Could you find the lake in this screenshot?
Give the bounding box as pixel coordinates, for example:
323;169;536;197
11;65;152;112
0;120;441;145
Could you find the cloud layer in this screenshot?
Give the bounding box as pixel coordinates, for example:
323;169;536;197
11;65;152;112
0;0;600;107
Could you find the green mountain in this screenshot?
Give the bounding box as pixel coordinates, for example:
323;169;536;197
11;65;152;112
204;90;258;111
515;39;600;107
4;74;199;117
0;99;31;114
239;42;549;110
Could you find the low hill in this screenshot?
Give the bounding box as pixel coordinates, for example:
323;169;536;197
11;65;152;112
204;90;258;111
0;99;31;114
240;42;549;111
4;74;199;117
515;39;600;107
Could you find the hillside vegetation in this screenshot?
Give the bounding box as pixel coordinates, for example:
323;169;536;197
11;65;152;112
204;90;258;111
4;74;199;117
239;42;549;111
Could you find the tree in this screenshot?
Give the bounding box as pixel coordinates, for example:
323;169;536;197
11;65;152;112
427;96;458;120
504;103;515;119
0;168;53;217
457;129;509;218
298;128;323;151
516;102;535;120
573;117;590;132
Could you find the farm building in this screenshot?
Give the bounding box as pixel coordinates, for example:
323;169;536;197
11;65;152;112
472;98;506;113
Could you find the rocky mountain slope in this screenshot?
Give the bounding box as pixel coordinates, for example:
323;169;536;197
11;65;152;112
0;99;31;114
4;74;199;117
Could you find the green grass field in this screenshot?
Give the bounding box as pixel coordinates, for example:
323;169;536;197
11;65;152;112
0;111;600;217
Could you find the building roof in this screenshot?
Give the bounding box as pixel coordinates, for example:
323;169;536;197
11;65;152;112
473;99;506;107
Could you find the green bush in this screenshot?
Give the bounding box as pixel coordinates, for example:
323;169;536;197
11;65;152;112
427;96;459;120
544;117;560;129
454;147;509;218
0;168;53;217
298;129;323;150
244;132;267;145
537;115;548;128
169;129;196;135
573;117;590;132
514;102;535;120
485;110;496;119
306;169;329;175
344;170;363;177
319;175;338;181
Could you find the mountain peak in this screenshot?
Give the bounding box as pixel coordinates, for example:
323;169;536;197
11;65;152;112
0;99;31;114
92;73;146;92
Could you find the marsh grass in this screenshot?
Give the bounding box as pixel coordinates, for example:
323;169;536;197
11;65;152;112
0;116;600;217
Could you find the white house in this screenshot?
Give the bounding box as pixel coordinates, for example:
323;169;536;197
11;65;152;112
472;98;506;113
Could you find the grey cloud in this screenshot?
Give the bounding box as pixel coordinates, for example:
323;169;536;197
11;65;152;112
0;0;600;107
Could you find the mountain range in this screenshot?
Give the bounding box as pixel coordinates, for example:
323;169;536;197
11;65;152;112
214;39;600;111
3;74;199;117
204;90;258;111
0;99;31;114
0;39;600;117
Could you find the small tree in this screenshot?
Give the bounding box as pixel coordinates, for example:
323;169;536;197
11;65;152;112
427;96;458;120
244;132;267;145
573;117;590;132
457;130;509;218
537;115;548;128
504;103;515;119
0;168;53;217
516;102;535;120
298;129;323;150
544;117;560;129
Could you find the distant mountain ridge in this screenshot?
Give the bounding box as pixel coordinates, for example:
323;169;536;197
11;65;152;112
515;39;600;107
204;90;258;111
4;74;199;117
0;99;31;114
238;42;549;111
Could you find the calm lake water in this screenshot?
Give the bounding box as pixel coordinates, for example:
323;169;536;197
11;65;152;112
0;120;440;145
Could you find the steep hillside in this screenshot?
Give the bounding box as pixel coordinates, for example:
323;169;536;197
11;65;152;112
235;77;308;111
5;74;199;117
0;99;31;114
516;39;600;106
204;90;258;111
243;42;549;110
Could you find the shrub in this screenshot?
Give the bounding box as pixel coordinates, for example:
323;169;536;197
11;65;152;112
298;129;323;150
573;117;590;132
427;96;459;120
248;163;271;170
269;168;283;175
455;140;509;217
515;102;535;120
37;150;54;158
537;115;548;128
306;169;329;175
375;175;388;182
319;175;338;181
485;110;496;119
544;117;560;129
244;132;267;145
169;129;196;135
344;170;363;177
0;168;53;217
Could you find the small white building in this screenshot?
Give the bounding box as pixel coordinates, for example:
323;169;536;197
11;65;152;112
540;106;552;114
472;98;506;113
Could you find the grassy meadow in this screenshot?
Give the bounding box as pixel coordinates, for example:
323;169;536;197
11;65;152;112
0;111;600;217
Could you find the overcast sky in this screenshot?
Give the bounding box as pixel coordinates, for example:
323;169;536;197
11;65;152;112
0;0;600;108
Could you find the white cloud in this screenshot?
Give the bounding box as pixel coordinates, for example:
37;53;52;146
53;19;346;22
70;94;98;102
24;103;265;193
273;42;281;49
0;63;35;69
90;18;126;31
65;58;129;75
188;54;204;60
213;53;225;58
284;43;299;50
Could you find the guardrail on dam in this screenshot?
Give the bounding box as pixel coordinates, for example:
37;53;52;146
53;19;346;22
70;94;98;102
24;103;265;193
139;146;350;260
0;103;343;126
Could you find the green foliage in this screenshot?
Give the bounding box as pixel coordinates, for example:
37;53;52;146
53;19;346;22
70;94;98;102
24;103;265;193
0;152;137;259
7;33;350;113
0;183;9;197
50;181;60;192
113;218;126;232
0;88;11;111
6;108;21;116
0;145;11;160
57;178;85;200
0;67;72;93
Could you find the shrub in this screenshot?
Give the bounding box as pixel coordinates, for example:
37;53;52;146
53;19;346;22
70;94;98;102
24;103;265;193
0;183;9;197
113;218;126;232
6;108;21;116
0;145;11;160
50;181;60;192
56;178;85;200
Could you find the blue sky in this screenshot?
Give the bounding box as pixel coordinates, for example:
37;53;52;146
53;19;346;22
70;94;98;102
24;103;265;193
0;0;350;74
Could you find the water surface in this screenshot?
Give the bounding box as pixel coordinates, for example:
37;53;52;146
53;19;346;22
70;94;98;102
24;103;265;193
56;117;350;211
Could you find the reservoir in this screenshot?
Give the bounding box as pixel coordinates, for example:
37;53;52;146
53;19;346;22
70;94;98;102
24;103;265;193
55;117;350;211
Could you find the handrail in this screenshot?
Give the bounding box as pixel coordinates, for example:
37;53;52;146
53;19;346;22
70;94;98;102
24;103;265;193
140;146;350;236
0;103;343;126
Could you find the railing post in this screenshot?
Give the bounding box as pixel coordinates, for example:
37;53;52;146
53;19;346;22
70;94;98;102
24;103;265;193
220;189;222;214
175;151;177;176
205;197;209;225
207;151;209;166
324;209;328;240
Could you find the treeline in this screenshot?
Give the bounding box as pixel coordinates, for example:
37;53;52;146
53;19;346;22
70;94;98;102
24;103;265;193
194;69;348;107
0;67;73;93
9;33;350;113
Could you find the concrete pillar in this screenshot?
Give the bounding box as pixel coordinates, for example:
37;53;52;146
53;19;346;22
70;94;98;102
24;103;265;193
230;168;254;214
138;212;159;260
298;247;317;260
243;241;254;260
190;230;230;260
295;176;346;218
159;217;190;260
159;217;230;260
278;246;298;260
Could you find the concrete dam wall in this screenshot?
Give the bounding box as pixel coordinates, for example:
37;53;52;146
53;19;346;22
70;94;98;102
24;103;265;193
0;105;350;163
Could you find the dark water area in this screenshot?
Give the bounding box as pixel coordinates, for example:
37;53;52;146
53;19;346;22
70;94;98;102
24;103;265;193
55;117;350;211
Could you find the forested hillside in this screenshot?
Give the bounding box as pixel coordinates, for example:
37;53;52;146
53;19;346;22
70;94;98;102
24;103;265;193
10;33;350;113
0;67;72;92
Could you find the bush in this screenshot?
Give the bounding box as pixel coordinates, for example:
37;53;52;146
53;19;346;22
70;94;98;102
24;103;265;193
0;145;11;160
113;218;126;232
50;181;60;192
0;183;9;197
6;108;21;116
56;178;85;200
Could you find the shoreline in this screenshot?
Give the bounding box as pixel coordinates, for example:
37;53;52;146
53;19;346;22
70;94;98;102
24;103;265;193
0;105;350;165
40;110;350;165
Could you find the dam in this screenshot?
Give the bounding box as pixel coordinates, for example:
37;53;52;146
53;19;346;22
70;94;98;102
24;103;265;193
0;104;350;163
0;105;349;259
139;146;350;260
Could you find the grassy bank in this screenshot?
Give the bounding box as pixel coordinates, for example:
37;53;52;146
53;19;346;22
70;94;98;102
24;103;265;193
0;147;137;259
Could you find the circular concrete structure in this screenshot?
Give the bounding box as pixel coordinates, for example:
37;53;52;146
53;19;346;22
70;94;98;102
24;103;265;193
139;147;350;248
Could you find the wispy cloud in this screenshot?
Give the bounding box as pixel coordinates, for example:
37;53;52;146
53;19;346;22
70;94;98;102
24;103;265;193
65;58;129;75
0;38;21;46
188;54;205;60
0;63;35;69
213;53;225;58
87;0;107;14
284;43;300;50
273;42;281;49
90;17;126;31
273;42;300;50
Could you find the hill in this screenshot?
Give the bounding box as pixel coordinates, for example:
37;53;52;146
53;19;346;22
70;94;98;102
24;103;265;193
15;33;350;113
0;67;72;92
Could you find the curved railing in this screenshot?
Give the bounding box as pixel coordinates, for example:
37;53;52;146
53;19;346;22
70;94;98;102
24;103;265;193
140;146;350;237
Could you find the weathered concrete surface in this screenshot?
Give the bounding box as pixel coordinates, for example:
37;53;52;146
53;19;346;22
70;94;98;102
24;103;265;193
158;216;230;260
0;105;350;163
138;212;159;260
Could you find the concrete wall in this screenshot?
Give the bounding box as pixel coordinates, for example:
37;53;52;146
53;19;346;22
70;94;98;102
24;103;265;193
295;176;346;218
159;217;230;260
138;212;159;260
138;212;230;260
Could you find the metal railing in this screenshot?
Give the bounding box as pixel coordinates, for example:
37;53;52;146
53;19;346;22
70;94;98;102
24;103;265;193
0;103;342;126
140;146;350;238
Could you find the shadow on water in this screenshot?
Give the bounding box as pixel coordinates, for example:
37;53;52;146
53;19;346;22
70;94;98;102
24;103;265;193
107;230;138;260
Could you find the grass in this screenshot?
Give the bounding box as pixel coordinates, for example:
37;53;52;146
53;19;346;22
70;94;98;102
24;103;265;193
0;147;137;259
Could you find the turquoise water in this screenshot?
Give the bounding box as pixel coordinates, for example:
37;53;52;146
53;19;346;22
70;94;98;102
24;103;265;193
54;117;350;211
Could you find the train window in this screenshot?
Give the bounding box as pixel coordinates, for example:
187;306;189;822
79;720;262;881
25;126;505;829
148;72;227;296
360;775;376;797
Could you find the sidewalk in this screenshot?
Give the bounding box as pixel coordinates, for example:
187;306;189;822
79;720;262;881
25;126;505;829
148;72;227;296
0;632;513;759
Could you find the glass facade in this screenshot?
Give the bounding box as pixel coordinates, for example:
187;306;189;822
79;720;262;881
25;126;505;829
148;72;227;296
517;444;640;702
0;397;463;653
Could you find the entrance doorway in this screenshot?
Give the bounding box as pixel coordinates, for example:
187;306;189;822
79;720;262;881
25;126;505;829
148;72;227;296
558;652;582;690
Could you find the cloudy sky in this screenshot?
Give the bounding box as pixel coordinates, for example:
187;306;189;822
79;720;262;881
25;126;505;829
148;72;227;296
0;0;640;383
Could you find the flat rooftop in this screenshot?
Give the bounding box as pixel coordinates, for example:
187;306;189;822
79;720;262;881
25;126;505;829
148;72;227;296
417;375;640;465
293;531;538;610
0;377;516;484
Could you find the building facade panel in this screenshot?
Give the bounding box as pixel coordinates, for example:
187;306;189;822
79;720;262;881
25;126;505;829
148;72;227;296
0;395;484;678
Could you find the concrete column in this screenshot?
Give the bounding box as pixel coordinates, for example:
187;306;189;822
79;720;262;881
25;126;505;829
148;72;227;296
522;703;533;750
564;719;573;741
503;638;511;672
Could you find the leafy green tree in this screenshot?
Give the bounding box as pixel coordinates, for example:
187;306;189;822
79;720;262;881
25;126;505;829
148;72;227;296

JOB:
Rewrite the records from their first line through the line that contains "239;42;549;111", with "bounding box" replaced by "bounding rectangle" everywhere it occurs and all else left unchanged. Begin at the very start of the records, stop after the line with "239;42;549;111", and give only those lines.

SOLUTION TO THIS EXERCISE:
Could you find the lake in this screenshot?
Give the bounding rectangle as pixel coordinates, for example:
323;169;536;197
11;65;152;112
0;120;441;145
Could you find the cloud layer in this screenshot?
Give the bounding rectangle as pixel coordinates, for example:
323;169;536;197
11;65;152;112
0;0;600;107
Could you find the green mountain in this screenshot?
Give the bounding rectangle as pixel coordinates, for example:
323;169;536;197
11;65;152;112
204;90;258;111
515;39;600;107
4;74;199;117
0;99;31;114
239;42;549;110
Could you find the low hill in this screenshot?
Give the bounding rectangle as pixel coordinates, for example:
323;169;536;197
11;65;152;112
204;90;258;111
0;99;31;114
240;42;549;111
4;74;199;117
515;39;600;107
Could you find the hillside vegetation in this screenshot?
Give the bounding rectangle as pixel coordinates, for example:
323;169;536;197
11;65;152;112
204;90;258;111
4;74;199;117
239;42;549;111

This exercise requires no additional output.